Your goal. Please identify every line in the entries below that contains the word "distant", and copy each of those lines.

(Object point labels)
__________

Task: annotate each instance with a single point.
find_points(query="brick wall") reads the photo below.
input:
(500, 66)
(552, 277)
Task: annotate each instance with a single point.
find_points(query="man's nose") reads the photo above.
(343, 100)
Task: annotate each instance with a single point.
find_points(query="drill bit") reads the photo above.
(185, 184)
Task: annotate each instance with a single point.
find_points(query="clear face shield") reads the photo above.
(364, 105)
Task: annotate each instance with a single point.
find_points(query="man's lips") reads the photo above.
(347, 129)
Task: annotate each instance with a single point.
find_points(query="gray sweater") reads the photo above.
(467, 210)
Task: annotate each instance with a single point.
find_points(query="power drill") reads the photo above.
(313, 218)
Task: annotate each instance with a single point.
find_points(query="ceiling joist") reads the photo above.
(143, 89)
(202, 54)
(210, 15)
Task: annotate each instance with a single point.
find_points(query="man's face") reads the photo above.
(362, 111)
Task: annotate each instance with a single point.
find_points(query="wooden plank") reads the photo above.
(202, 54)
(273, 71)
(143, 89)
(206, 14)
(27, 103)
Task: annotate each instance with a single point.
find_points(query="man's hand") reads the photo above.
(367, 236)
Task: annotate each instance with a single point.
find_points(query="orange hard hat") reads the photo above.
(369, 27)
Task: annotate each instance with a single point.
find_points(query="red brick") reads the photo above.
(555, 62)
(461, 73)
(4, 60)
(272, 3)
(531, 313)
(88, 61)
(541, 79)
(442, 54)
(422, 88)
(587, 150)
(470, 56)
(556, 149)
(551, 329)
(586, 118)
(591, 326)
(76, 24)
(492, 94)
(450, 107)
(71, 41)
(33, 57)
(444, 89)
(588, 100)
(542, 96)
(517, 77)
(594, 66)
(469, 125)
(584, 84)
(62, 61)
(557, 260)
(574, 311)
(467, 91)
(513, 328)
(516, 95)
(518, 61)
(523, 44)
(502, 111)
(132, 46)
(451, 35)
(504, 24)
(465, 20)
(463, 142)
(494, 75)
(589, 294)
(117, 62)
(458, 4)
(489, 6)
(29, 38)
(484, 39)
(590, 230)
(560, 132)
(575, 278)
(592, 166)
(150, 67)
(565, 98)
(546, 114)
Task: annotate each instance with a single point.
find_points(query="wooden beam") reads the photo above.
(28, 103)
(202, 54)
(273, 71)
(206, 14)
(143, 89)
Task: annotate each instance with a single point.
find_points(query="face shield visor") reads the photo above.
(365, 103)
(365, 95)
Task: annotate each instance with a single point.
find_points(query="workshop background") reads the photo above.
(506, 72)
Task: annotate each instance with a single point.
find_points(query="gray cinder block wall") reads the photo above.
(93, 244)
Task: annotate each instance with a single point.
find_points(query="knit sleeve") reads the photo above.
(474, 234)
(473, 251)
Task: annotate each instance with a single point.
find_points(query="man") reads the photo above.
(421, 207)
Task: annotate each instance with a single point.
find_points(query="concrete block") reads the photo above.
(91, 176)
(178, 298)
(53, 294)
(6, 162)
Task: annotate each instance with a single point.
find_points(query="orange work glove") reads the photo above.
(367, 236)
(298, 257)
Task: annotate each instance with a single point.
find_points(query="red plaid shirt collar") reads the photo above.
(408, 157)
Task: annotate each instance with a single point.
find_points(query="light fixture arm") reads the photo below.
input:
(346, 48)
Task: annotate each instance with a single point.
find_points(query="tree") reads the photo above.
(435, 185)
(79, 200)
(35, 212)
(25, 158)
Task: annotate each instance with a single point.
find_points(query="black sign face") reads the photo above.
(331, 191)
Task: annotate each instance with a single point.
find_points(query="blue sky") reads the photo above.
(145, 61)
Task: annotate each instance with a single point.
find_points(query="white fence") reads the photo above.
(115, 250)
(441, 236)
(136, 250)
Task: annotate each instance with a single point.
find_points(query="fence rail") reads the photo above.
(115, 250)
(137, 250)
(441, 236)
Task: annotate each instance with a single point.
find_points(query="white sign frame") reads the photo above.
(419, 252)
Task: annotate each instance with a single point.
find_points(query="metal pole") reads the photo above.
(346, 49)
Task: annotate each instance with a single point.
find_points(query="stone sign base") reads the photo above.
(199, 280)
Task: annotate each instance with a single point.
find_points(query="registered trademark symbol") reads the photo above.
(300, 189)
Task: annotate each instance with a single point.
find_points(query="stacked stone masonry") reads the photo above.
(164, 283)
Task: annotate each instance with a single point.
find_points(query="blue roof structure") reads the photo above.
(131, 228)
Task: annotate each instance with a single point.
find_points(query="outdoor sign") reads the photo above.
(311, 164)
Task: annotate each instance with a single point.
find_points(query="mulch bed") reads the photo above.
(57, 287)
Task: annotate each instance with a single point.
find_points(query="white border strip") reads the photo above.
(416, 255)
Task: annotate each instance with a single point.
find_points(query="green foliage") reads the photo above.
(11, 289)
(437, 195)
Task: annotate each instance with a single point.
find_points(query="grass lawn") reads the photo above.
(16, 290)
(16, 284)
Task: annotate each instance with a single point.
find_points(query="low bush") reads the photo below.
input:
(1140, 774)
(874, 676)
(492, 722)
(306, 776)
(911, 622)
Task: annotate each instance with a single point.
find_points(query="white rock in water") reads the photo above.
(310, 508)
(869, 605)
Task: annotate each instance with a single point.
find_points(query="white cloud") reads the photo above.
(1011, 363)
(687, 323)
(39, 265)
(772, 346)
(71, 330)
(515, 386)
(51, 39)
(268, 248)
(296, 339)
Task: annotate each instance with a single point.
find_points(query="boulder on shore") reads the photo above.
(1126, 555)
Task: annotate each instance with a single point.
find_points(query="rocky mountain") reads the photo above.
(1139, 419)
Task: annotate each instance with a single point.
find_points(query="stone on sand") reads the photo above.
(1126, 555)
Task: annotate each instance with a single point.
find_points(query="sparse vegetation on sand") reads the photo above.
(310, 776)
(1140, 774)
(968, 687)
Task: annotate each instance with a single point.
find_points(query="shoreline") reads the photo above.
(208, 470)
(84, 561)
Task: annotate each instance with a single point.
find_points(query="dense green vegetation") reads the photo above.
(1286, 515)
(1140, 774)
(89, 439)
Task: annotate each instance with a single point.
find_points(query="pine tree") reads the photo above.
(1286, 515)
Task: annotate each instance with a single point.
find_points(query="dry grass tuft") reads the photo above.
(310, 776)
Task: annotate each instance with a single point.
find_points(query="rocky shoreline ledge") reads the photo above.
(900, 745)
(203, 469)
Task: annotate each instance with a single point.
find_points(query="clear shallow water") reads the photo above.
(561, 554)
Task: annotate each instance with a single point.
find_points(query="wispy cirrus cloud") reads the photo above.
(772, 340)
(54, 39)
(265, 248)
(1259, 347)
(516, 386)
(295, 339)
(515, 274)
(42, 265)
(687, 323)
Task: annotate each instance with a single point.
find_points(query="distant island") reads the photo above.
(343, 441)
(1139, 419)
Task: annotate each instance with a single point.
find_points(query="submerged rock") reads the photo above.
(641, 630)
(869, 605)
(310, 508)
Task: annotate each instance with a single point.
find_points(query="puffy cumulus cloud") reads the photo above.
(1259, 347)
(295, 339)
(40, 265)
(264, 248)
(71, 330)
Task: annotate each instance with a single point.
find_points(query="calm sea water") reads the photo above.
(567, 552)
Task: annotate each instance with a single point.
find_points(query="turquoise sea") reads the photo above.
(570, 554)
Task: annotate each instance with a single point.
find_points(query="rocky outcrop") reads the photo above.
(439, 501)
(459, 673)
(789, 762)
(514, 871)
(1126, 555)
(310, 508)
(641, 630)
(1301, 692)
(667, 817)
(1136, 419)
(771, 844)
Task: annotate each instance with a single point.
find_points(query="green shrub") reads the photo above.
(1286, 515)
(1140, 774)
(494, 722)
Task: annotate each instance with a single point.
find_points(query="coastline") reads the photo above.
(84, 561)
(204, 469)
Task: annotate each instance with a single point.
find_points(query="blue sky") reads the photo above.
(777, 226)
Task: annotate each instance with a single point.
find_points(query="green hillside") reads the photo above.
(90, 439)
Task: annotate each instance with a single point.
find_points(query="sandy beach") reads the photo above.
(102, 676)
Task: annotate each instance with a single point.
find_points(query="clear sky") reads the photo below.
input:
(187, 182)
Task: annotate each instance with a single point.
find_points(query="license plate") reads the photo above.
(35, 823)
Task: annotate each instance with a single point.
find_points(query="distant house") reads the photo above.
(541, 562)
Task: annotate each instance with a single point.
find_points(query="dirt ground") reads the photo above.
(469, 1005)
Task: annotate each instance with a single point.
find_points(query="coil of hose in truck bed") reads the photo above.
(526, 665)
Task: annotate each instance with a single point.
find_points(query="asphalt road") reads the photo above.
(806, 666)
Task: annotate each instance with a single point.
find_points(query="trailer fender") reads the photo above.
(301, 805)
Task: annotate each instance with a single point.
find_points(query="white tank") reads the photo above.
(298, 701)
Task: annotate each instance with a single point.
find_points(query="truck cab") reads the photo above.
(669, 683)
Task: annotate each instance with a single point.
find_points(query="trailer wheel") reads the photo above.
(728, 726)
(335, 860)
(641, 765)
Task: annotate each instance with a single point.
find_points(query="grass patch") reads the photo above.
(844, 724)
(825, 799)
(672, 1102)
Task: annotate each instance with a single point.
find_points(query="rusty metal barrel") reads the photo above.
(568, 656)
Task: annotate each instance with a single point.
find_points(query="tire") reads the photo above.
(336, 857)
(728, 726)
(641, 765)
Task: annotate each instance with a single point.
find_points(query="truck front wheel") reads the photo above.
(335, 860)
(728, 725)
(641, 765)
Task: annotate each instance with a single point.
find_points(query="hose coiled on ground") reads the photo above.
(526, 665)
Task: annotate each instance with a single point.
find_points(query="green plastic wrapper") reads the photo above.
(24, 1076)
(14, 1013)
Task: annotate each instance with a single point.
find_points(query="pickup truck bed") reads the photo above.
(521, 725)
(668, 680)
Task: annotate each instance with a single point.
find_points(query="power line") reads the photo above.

__________

Worked answer.
find_points(query="distant island") reads the photo above.
find_points(query="distant house") reads the photo above.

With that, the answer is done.